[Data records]
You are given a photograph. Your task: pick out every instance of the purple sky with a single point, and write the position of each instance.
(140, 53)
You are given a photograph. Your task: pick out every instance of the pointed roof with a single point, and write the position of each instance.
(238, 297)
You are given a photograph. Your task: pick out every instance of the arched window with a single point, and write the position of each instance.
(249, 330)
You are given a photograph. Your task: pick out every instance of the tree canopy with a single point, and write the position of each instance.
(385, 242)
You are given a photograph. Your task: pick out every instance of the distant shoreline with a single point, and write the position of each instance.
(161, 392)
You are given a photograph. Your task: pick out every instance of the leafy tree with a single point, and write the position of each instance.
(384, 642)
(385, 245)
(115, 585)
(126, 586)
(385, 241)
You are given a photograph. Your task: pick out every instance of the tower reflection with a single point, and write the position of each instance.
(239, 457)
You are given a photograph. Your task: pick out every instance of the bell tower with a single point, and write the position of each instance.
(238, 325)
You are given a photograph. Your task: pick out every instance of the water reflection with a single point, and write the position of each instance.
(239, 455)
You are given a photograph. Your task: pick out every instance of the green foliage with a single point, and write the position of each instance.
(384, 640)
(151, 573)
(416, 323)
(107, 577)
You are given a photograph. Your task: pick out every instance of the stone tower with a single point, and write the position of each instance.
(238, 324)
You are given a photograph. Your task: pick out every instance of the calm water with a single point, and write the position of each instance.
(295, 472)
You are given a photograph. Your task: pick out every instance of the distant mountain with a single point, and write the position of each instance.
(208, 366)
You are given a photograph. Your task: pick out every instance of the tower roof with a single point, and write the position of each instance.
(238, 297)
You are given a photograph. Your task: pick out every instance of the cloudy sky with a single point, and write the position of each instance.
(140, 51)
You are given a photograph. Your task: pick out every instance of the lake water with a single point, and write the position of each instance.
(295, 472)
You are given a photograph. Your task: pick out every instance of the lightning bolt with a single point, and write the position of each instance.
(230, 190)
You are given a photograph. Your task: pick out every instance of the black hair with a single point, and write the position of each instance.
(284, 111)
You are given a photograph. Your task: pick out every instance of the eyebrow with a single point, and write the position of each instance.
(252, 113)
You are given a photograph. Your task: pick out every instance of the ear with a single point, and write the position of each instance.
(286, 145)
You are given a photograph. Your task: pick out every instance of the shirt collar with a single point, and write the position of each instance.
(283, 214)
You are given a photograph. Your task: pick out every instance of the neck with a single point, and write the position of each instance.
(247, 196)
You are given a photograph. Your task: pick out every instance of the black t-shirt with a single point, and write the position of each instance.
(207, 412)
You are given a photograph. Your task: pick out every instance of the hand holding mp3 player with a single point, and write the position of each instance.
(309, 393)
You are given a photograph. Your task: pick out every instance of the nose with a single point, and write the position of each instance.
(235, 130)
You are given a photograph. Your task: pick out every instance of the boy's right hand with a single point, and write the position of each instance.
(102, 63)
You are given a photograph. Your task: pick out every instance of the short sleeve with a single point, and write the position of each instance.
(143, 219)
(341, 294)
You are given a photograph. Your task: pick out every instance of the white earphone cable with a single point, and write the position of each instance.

● Task brief: Starting at the line containing "of the nose" and ending with the last line of the material, copy every line unchanged except the point coordinates in the answers. Scale each coordinate by 0.8 and round it to a whole number, with halves rounded up.

● Solution to this task:
You are given a photograph. Your task: pick out every instance of the nose with a single point, and write the position of each instance.
(188, 104)
You are given a photograph. Your task: pick out every instance of the boy's right hand with a single point, and write the position of each instance.
(82, 50)
You are given a photograph. Your task: pick out every instance of the short sleeve with a single point, and write the position of each instance.
(114, 175)
(273, 235)
You are given a photograph. Your task: pick out every instance of the white earphone cable with a single point, and write the position of each instance.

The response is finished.